Look below for the line with "Could you point at the dense", then repeat it and all lines after it, exactly, minus any pictures.

Image point grounding data
--

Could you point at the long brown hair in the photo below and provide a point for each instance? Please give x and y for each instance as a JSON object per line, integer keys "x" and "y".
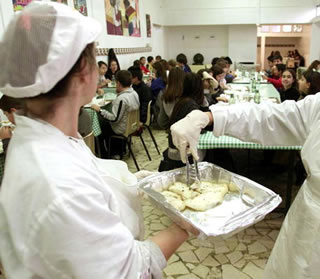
{"x": 175, "y": 85}
{"x": 160, "y": 71}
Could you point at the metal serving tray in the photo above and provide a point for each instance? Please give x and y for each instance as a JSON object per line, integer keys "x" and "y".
{"x": 239, "y": 210}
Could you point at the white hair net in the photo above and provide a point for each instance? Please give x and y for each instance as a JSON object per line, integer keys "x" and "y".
{"x": 40, "y": 46}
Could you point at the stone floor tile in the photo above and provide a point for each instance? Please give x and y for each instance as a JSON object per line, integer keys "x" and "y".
{"x": 188, "y": 257}
{"x": 232, "y": 243}
{"x": 210, "y": 261}
{"x": 188, "y": 276}
{"x": 177, "y": 268}
{"x": 253, "y": 271}
{"x": 173, "y": 259}
{"x": 229, "y": 271}
{"x": 256, "y": 248}
{"x": 222, "y": 259}
{"x": 203, "y": 252}
{"x": 234, "y": 256}
{"x": 240, "y": 264}
{"x": 241, "y": 247}
{"x": 190, "y": 266}
{"x": 221, "y": 247}
{"x": 260, "y": 263}
{"x": 201, "y": 271}
{"x": 185, "y": 247}
{"x": 274, "y": 234}
{"x": 157, "y": 227}
{"x": 251, "y": 231}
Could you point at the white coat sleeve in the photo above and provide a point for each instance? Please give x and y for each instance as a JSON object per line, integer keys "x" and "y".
{"x": 79, "y": 237}
{"x": 285, "y": 124}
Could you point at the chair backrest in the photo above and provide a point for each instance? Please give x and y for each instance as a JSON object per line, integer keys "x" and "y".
{"x": 196, "y": 68}
{"x": 132, "y": 122}
{"x": 148, "y": 121}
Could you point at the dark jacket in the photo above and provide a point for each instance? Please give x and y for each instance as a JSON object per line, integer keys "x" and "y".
{"x": 290, "y": 94}
{"x": 145, "y": 95}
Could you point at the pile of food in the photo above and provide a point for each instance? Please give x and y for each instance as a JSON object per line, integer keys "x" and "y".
{"x": 199, "y": 197}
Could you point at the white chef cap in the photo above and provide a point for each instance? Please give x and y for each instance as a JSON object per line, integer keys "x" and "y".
{"x": 40, "y": 46}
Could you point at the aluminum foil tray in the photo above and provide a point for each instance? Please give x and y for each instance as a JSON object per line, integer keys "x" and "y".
{"x": 239, "y": 210}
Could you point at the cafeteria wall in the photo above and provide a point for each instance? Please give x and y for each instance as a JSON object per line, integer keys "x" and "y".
{"x": 96, "y": 9}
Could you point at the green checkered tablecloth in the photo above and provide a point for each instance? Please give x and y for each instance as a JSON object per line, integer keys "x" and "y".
{"x": 209, "y": 141}
{"x": 95, "y": 121}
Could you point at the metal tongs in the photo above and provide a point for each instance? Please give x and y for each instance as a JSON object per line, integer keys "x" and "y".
{"x": 192, "y": 174}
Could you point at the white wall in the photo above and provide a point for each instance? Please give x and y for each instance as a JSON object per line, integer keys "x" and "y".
{"x": 243, "y": 43}
{"x": 193, "y": 39}
{"x": 315, "y": 41}
{"x": 96, "y": 9}
{"x": 206, "y": 12}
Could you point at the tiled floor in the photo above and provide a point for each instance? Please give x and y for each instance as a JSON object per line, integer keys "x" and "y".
{"x": 243, "y": 256}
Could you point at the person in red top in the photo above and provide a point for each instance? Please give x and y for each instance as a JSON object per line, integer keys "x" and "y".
{"x": 276, "y": 79}
{"x": 143, "y": 68}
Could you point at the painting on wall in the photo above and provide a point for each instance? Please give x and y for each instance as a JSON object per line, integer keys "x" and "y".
{"x": 148, "y": 21}
{"x": 123, "y": 17}
{"x": 81, "y": 6}
{"x": 18, "y": 5}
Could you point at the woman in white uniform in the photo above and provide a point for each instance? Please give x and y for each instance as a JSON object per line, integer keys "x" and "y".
{"x": 63, "y": 212}
{"x": 296, "y": 254}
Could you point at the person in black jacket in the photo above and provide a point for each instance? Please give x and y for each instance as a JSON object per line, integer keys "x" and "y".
{"x": 289, "y": 83}
{"x": 143, "y": 91}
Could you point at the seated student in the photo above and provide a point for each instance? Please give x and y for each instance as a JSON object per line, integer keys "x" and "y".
{"x": 289, "y": 83}
{"x": 150, "y": 63}
{"x": 223, "y": 64}
{"x": 112, "y": 70}
{"x": 309, "y": 83}
{"x": 182, "y": 62}
{"x": 198, "y": 59}
{"x": 170, "y": 96}
{"x": 143, "y": 68}
{"x": 315, "y": 65}
{"x": 192, "y": 98}
{"x": 158, "y": 83}
{"x": 102, "y": 81}
{"x": 277, "y": 71}
{"x": 229, "y": 75}
{"x": 114, "y": 122}
{"x": 276, "y": 59}
{"x": 268, "y": 72}
{"x": 172, "y": 64}
{"x": 144, "y": 91}
{"x": 210, "y": 87}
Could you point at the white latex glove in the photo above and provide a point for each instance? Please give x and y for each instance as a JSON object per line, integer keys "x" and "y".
{"x": 186, "y": 132}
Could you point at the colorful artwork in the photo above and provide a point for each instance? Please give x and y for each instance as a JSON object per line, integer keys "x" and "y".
{"x": 18, "y": 5}
{"x": 123, "y": 17}
{"x": 81, "y": 6}
{"x": 148, "y": 21}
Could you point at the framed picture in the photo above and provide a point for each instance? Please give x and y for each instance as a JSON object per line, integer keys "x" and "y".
{"x": 81, "y": 6}
{"x": 297, "y": 28}
{"x": 287, "y": 28}
{"x": 265, "y": 29}
{"x": 148, "y": 22}
{"x": 123, "y": 17}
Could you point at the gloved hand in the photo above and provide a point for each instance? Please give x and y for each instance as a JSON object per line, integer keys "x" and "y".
{"x": 143, "y": 174}
{"x": 185, "y": 133}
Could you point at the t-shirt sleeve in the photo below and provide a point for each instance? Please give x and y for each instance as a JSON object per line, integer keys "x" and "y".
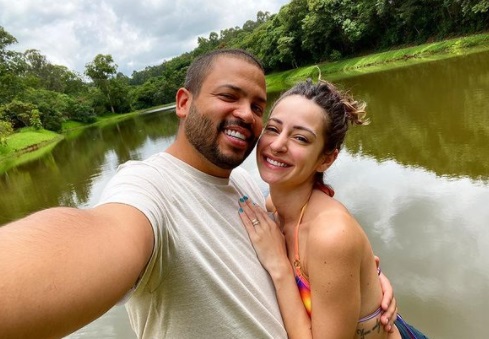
{"x": 137, "y": 184}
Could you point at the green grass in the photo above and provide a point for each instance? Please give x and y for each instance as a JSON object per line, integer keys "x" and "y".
{"x": 29, "y": 139}
{"x": 380, "y": 61}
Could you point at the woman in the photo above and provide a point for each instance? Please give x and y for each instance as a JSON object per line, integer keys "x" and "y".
{"x": 316, "y": 244}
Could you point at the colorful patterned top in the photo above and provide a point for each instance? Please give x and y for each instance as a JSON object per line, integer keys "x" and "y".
{"x": 300, "y": 278}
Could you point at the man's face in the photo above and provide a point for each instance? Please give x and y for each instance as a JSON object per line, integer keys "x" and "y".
{"x": 225, "y": 120}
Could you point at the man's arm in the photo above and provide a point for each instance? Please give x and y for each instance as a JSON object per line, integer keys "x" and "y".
{"x": 62, "y": 268}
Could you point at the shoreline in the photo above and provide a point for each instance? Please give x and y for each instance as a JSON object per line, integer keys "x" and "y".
{"x": 456, "y": 47}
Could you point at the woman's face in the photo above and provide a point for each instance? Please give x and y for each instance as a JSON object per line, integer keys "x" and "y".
{"x": 289, "y": 151}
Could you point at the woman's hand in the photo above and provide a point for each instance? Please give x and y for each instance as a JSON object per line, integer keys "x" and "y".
{"x": 266, "y": 237}
{"x": 388, "y": 304}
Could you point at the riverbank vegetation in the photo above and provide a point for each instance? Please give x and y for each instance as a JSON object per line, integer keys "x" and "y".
{"x": 37, "y": 96}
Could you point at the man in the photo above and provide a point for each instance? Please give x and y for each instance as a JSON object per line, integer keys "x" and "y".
{"x": 166, "y": 233}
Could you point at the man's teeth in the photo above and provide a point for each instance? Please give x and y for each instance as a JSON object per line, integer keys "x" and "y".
{"x": 276, "y": 163}
{"x": 235, "y": 134}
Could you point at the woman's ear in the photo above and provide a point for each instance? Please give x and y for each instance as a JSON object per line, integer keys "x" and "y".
{"x": 327, "y": 161}
{"x": 183, "y": 100}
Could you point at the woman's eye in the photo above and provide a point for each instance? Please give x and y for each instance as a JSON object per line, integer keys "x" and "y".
{"x": 301, "y": 138}
{"x": 271, "y": 129}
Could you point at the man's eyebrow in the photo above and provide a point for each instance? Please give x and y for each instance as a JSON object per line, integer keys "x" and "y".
{"x": 240, "y": 90}
{"x": 302, "y": 128}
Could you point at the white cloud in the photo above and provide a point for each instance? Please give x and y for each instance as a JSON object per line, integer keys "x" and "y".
{"x": 136, "y": 34}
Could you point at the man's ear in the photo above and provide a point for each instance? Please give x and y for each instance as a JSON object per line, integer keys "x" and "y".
{"x": 327, "y": 161}
{"x": 183, "y": 100}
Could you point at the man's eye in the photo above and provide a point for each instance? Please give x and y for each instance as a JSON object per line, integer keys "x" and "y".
{"x": 257, "y": 110}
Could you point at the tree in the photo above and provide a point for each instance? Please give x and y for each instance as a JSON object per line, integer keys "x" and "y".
{"x": 5, "y": 130}
{"x": 101, "y": 70}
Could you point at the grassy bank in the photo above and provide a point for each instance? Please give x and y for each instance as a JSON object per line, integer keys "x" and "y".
{"x": 381, "y": 61}
{"x": 28, "y": 143}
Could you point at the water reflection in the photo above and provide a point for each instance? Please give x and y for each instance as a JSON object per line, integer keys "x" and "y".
{"x": 431, "y": 235}
{"x": 416, "y": 178}
{"x": 432, "y": 115}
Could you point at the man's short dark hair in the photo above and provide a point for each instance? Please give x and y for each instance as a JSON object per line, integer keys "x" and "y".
{"x": 202, "y": 65}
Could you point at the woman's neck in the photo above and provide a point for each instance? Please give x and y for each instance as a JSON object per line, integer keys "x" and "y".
{"x": 289, "y": 202}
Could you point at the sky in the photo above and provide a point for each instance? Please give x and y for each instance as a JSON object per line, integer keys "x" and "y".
{"x": 136, "y": 33}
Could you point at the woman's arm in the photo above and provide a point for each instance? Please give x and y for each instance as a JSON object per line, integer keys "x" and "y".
{"x": 269, "y": 244}
{"x": 334, "y": 256}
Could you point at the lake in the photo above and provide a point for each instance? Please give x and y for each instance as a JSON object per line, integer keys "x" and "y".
{"x": 417, "y": 179}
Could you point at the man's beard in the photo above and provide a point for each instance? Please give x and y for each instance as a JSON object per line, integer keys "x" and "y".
{"x": 203, "y": 135}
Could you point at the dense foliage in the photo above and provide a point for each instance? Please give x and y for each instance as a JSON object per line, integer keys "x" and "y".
{"x": 34, "y": 92}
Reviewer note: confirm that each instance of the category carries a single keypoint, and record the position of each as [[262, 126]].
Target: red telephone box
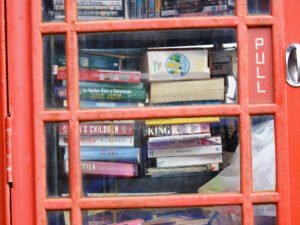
[[81, 81]]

--

Answer to this task
Could you point at the dense foliage in the photo above and provide a point for each instance? Please give x and y for each instance as a JSON object per line, integer keys "x" and "y".
{"x": 34, "y": 92}
Reviewer note: confirm that each instance of the category carries a single keypoint, and record the position of each as [[262, 126]].
Target: red telephone box
[[81, 81]]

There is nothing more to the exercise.